トピックス , 山桜会会長のご挨拶

お医者さんは誰のもの

お医者さんは誰のもの

大阪府医師会 会報 Vol.338 平成17年5月「識者の眼」掲載より

「Kさん。どうぞお入りください。」

看護婦さんがやさしい声で、名前を呼んでくれました。

某病院の内科診察待合室で、順番を待っていたときのことです。

Kさんは、酒がのどを通りやすい体質で、γ―GTPが少し高めのため、定期的に病院で検査を受けていたのです。

カーテンをくぐり、診察室に入っていくと、いつもと違う若いお医者さん(T医師)が、熱心にパソコン画面とにらめっこしていました。

T医師「その後いかがですか。」パソコンのデータを見ながらの問診でした。患者の顔を見ないままで・・・。 Kさん「相変わらず、ですわ。」

- **提示資料**:
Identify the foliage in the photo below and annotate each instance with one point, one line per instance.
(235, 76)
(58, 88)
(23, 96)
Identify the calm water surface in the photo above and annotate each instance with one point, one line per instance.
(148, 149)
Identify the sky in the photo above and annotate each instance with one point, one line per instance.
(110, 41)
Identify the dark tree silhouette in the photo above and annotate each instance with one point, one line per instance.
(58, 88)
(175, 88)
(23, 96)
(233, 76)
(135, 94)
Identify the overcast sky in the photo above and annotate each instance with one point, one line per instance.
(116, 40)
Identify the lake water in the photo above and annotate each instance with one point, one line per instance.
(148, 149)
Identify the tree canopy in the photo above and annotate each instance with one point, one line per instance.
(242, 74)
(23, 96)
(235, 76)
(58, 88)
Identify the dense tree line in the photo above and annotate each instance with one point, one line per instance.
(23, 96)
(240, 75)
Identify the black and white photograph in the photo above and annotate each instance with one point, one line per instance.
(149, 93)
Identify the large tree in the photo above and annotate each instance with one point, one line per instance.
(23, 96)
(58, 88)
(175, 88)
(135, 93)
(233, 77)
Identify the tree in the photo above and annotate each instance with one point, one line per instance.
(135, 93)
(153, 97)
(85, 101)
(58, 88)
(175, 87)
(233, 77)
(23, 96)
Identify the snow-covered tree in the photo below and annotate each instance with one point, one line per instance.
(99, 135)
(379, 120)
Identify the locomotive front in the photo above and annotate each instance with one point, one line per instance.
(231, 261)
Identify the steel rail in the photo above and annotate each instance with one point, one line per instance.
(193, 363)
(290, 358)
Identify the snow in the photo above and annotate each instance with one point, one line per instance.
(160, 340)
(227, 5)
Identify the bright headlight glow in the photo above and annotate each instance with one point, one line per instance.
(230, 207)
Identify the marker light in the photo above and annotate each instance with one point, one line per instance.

- **作業内容 A**: 「お医者さんは誰のもの」の文章のうち、「Kさんは、酒がのどを通りやす」から「さん「相変わらず、ですわ。」」までの部分を、一字も変えずに書き写す。
- **作業内容 B**: 「お医者さんは誰のもの」の文章によると、Kさんが定期的に病院で検査を受けていたのはなぜか。
- **作業内容 C**: 「お医者さんは誰のもの」の文章について、最後の文の次から続きを書く。

- **作業結果 A**:
Kさんは、酒がのどを通りやすい体質で、γ―GTPが少し高めのため、定期的に病院で検査を受けていたのです。

カーテンをくぐり、診察室に入っていくと、いつもと違う若いお医者さん(T医師)が、熱心にパソコン画面とにらめっこしていました。

T医師「その後いかがですか。」パソコンのデータを見ながらの問診でした。患者の顔を見ないままで・・・。 Kさん「相変わらず、ですわ。」

- **作業結果 B**: γ―GTPが少し高めだったため。

- **作業結果 C**:
Kさんの返事を聞いたT医師。「そうですか。」と、なにやらパソコンに文字を打ち込んでいました。ひょっとすると「相変わらず、ですわ。」とカルテの画面に打ち込んでいるのだろうか・・・。

T医師「血圧はどの程度ですか。」 Kさん「たまに高いと言われることもあります。」「150-90位ですかね。」 Kさんは、最近、家で血圧を測ることもなく、以前、医師から、高いと言われたときの数値を思い出し、医師の質問に答えたのです。

T医師は、「少し高いですね。」と言いながら、Kさんが言った、うろ覚えの数値を、そのままパソコンに打ち込んでいました。

横に置いてある血圧測定器を使わないままに・・・。

確かに、血圧の数値が、日時や状況によって変化するのは理解できます。でも、血圧も健康のバローメータの一つです。せっかくの診察日ですから、血圧くらい測って当日の状態を確認してくれても良さそうな気がします。

しかもKさんは、飲み過ぎの傾向があり、肝臓が気になって病院に来ているのに、肝臓の様子が手っ取り早くわかる触診すらしてもらえなかったのです。

「俺は、パソコンゲームの相手ではないぞ。」「診察を受けに来た患者だぞ。」心の中でつぶやくKさんの気持ちも知らないで・・・。

T医師曰く、「じゃあ、いつもの薬を出しておきますね。」「お大事に。」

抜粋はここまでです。